- **TEXT SHOWN**
Though the issue is not new, this should have nothing to do with the negotiation of the FIR. This is related more to the pending Defense Cooperation Agreement (DCA) between Indonesia and Singapore. The agreement, which ended in 2003, was renewed and signed by the governments of both countries in 2007, but Indonesia’s House of Representatives refused to ratify it.

The pending agreement has a provision regarding Singapore’s right to conduct military exercises in Indonesian waters. Due to the House’s refusal to ratify the DCA, Indonesia argues that Singapore should stop conducting military exercises in certain parts of Indonesian waters.

Singapore insists that the right to hold military exercises in Indonesian waters is part of Singapore’s traditional right warranted under Article 51 (1) of the United Nations Convention on the Law of the Sea (UNCLOS). Hence, Singapore can exercise its right with or without the agreement.

Article 51 (1) of the UNCLOS says an archipelagic state shall respect existing agreements with other states and shall recognize traditional fishing rights and other legitimate activities of the immediately adjacent neighboring state in certain areas falling within archipelagic waters.

Moreover, it says the terms and conditions for the exercise of such rights and activities, including the nature, the extent and the areas to which they apply, shall at the request of any of the states concerned be regulated by bilateral agreements between them.

Singapore insists the right to military exercise falls under the term “other legitimate activities”. Historical records by the Virginia UNCLOS Commentary briefly shows that Article 51 (1) was initially a joint proposal from Indonesia and Singapore.

At that time, Singapore wanted to propose that traditional military exercise be explicitly accommodated under Article 51 (1). However, the Indonesian delegation, led by ambassador Nugroho Wisnumurti, rejected it because the vague phrase “other legitimate activities” could open room for interpretation and negotiations.

During the negotiation of Article 51 (1), Indonesia said it might agree upon Singapore conducting military training with a specific bilateral agreement.

The question now is whether Singapore really has the right to exercise military training under the “legitimate activities” pending the ratification of the DCA.

Some legal scholars, such as James Kraska, contend that Article 51 (1) of the UNCLOS obliges an archipelagic state to respect the existing agreement, traditional fishing rights and other legitimate activities with or without bilateral agreement. The obligation is a condition to be recognized as an archipelagic state.

- **SET OF TASKS**
**1.** In the passage on the Indonesia–Singapore defense agreement, who led the Indonesian delegation that rejected Singapore's proposal during the drafting of Article 51 (1)?
**2.** From the passage on the Indonesia–Singapore defense agreement, extract the part that opens with the words containing "At that time, Singapore" and closes with "interpretation and negotiations.".
**3.** Continue the passage on the Indonesia–Singapore defense agreement, starting after its last sentence.
The listing has nothing to do with the passage on the Indonesia–Singapore defense agreement and plays no part here.

- **RECORD LIST**

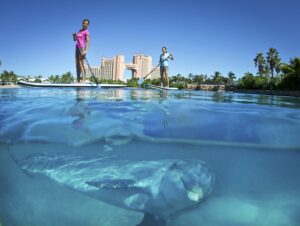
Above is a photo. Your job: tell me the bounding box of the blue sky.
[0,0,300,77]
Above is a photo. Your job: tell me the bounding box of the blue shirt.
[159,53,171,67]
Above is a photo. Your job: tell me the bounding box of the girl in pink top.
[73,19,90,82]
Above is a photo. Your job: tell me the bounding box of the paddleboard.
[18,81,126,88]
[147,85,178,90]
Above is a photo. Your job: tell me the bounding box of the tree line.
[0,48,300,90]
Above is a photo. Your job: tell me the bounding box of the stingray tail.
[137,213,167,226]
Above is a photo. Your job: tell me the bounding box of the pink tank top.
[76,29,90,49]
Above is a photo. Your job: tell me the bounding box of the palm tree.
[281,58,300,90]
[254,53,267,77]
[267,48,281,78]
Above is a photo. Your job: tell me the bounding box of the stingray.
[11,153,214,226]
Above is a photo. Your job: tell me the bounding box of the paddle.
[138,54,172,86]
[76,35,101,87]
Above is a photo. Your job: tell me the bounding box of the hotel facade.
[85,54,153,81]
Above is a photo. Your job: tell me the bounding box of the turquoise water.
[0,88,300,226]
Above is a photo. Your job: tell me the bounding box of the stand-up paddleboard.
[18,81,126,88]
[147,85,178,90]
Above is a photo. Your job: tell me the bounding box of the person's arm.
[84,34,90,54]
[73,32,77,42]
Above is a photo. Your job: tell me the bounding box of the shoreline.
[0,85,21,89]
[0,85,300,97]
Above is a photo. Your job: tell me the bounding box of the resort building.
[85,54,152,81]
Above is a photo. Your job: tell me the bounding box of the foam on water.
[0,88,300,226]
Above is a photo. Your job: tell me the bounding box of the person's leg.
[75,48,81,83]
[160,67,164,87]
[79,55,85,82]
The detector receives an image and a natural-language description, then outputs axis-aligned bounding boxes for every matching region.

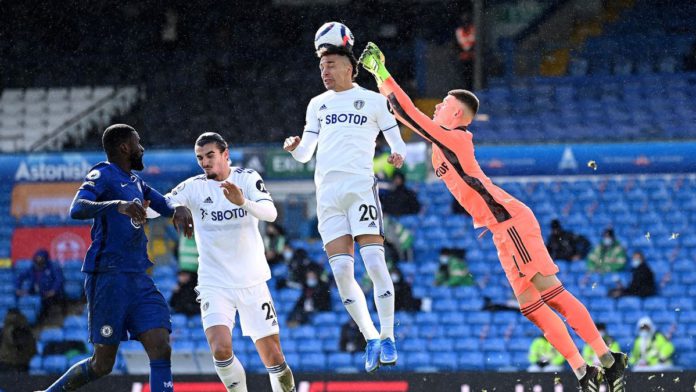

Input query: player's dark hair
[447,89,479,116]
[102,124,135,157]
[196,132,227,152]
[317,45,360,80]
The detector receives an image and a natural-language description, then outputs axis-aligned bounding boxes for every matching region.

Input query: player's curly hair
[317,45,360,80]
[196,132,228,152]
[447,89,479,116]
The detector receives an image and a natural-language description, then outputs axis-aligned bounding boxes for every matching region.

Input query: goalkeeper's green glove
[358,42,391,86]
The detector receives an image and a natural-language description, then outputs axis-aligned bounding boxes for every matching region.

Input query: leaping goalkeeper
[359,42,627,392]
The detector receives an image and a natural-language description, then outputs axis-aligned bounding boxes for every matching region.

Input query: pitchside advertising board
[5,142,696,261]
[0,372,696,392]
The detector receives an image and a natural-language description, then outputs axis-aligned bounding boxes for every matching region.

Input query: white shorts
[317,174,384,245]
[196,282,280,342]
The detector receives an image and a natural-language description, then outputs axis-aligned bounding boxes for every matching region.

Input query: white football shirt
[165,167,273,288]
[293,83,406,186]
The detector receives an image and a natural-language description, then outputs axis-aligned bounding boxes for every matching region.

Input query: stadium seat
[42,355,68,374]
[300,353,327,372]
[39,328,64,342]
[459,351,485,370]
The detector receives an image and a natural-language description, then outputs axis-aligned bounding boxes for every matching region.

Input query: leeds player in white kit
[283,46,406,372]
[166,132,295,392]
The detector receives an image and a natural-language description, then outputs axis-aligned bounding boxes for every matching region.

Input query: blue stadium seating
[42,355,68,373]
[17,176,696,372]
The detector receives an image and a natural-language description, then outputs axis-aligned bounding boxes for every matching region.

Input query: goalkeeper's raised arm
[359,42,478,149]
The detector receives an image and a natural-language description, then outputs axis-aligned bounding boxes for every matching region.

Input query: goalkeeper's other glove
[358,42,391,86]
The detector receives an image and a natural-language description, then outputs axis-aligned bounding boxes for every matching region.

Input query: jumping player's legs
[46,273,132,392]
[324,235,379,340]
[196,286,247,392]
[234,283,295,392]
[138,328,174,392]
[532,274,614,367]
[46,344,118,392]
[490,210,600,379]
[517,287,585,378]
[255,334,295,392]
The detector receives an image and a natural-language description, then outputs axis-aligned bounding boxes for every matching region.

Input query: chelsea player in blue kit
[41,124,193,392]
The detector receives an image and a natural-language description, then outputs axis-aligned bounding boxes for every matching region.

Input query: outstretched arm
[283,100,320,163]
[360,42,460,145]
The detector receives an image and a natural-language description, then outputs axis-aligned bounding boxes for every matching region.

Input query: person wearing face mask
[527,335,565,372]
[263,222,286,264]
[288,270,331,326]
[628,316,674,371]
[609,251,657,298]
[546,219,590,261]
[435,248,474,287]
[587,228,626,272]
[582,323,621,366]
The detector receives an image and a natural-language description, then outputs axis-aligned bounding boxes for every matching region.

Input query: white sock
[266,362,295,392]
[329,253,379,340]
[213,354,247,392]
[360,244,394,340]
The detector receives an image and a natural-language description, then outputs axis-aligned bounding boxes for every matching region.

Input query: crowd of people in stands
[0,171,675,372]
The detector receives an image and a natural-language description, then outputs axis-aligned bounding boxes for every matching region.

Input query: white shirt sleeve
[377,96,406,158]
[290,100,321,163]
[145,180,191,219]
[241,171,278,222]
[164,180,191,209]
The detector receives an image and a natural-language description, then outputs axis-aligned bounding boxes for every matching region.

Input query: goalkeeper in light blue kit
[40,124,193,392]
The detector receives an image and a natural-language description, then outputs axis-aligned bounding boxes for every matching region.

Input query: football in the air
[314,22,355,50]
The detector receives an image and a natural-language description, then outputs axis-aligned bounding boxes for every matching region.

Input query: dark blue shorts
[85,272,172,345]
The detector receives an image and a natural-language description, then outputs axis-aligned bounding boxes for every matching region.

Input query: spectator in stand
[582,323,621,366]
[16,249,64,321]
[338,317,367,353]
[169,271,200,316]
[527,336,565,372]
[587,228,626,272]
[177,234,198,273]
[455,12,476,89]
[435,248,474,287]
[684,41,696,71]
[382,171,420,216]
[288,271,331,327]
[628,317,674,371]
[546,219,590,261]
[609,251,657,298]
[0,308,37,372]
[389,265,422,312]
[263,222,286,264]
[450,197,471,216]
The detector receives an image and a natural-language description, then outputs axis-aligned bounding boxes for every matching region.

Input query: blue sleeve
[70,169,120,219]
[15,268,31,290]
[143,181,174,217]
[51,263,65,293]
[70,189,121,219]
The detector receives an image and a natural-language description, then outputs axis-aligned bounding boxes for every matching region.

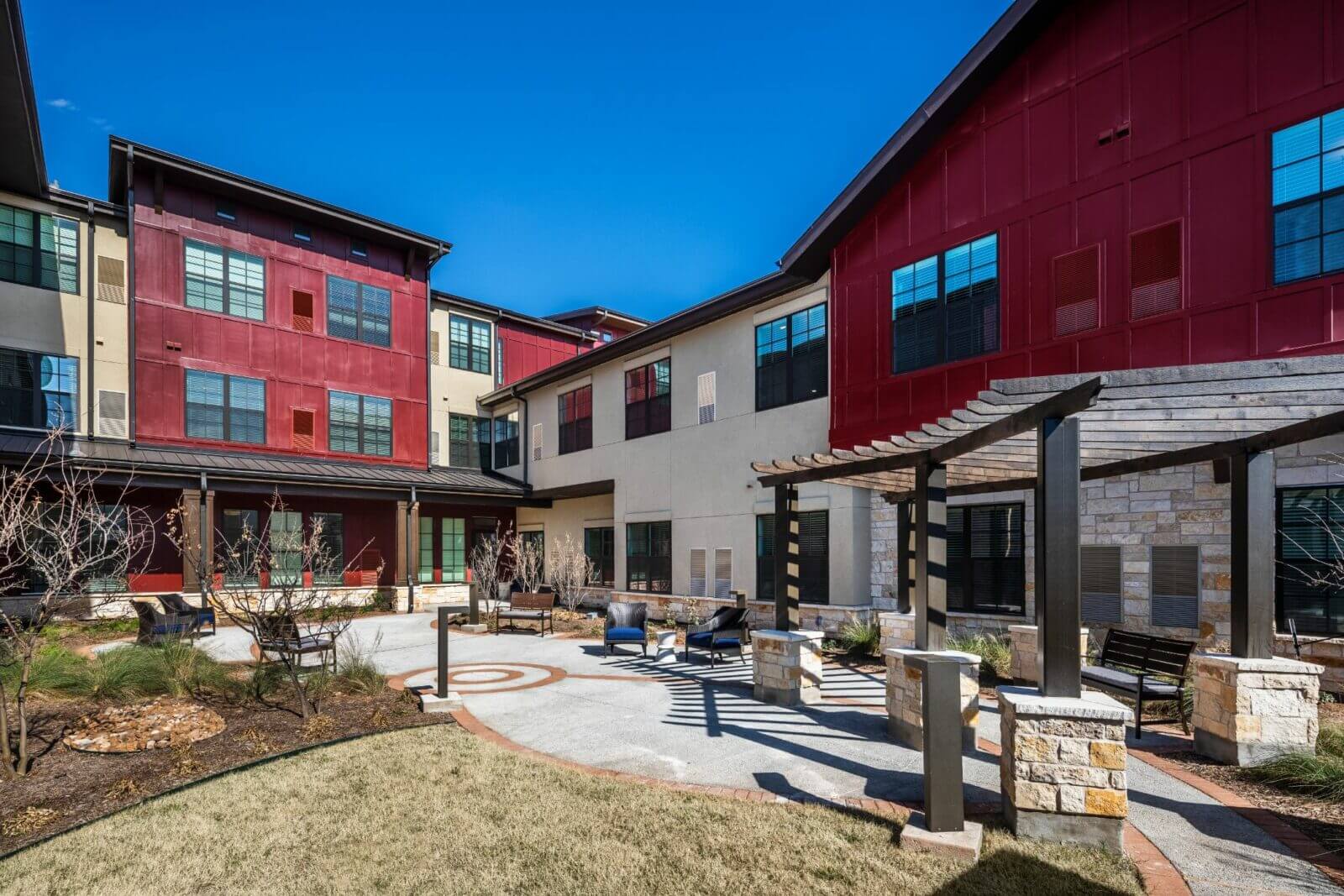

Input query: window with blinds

...

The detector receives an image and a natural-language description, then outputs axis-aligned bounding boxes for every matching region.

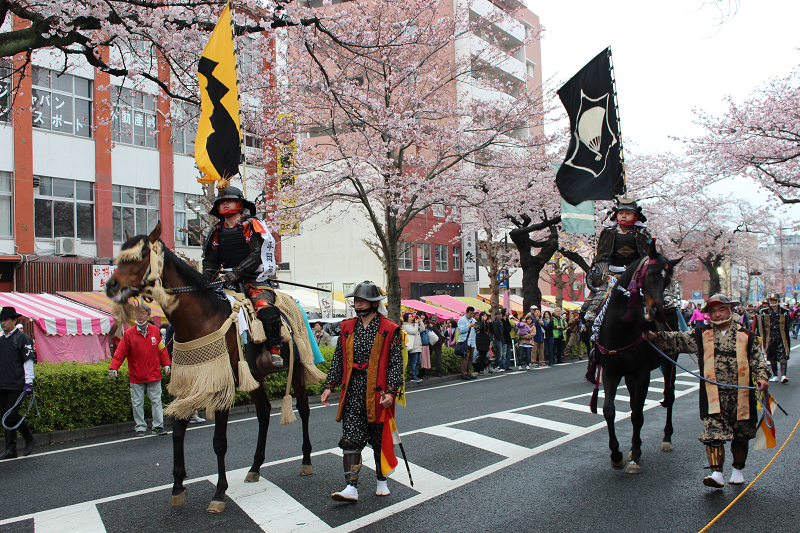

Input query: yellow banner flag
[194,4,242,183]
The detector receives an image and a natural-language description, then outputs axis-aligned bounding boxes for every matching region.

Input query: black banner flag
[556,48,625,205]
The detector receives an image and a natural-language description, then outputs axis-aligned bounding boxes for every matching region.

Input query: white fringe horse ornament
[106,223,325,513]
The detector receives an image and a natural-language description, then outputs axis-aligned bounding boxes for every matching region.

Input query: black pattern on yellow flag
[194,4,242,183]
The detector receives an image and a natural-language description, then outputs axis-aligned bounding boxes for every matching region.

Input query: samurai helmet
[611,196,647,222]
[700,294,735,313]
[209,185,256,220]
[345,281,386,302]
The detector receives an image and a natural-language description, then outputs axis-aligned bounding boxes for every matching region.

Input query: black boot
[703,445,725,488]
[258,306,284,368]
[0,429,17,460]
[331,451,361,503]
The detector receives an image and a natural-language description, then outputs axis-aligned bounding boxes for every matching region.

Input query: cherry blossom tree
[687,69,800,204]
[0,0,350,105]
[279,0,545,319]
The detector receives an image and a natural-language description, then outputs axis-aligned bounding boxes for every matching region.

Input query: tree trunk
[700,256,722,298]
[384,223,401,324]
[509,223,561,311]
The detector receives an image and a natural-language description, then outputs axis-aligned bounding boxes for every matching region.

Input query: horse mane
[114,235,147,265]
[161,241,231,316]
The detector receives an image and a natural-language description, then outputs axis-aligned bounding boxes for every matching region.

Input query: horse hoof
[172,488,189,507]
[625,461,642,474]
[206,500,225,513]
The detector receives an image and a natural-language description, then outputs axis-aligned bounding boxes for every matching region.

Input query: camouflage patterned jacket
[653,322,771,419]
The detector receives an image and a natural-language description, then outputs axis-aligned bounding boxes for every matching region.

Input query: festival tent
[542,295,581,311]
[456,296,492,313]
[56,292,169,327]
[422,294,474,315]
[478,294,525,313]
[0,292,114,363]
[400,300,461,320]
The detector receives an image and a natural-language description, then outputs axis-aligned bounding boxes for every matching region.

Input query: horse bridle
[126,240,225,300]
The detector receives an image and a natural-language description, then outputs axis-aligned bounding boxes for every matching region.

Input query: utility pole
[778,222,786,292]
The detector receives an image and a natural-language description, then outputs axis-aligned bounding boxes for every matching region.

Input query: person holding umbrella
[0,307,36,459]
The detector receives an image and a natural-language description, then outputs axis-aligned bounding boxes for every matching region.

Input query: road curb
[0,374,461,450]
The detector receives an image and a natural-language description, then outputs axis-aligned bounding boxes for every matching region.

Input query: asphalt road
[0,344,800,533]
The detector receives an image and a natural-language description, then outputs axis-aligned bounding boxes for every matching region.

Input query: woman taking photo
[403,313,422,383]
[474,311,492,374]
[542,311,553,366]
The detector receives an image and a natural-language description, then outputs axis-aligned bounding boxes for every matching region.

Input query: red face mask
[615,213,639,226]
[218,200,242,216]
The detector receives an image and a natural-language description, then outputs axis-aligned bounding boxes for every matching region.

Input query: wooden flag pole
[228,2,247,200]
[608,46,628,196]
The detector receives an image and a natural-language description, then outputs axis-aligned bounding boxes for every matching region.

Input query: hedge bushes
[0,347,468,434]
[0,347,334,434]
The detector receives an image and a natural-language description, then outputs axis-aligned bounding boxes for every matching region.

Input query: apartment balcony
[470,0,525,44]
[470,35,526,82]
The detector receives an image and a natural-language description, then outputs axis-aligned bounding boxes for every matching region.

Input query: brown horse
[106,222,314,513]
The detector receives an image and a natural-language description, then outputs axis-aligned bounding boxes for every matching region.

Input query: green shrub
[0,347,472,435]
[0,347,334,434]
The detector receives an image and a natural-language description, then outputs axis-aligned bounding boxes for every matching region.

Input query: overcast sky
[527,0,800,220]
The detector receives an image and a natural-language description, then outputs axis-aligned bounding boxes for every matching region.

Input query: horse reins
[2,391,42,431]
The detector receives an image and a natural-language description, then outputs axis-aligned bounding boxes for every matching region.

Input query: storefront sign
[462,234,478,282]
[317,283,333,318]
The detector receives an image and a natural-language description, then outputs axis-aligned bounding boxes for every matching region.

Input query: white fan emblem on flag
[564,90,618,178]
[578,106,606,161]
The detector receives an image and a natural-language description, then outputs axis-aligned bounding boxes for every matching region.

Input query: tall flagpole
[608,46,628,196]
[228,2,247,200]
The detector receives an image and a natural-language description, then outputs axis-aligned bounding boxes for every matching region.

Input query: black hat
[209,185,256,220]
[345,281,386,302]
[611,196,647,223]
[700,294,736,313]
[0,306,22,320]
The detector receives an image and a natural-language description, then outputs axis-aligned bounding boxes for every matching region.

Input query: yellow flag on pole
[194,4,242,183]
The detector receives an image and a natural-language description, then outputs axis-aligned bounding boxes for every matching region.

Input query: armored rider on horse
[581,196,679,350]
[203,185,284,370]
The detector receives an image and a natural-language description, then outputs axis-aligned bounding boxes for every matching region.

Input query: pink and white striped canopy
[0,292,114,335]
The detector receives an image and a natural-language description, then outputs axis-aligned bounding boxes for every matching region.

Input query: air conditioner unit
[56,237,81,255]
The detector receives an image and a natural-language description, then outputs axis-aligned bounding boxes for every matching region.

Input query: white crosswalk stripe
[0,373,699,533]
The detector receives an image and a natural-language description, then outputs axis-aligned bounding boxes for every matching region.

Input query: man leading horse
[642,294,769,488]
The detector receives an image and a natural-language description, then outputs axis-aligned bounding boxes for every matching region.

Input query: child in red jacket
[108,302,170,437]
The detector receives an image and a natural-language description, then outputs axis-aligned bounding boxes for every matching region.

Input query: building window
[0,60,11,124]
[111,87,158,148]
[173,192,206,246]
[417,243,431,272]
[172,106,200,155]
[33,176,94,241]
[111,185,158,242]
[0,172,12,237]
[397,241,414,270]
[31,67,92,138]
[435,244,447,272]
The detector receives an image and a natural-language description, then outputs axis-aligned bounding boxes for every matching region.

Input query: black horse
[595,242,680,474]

- **ANSWERS TO THE EXERCISE**
**1.** Ambassador Nugroho Wisnumurti led the Indonesian delegation.

**2.**
At that time, Singapore wanted to propose that traditional military exercise be explicitly accommodated under Article 51 (1). However, the Indonesian delegation, led by ambassador Nugroho Wisnumurti, rejected it because the vague phrase “other legitimate activities” could open room for interpretation and negotiations.

**3.**
According to Bebeb Djundjunan, director of legal affairs and territorial treaties at the Indonesian Foreign Ministry, Singapore has on several occasions invoked the Indonesian obligations under Article 51 (1) to respect its traditional right to conduct military exercise, including during the negotiation of a military training area (MTA) in 1995.

However, Indonesia declined to use the article as a foundation of negotiation but agreed upon the MTA.

However, without a specific bilateral agreement between the two countries, uncertainty will persist and it may create more complex frictions in the future. The uncertainties include which specific areas could be claimed for traditional military exercise, what constitutes military exercise, what types of weaponry can be used and so forth. Those should be agreed upon in a bilateral treaty.

Efforts to prevent dubiety worked in the implementation of the traditional fishing rights of Malaysian fishers in Indonesian archipelagic waters.

A bilateral agreement has been concluded specifically to regulate the activities. What constitutes traditional fishers, where they can catch fish and what tools they can use have been agreed upon in the bilateral agreement so it can minimize disputes.

Indeed, historically speaking, there was a notion of traditional military exercise during the negotiation of the UNCLOS and some scholars argued that the obligations fell under “other legitimate activities” in Article 51 (1). However it is almost impossible to implement without a bilateral agreement.

In this regard, Indonesia should balance its interests between its international obligations under international law and the protection of its national interests and security.

It is therefore very much of Indonesia’s interest to conclude the pending DCA between Indonesia and Singapore. The agreement will allow Indonesia to carry out its international obligations under Article 51 (1) of the UNCLOS while creating limitations in terms of military exercise for the sake of national security.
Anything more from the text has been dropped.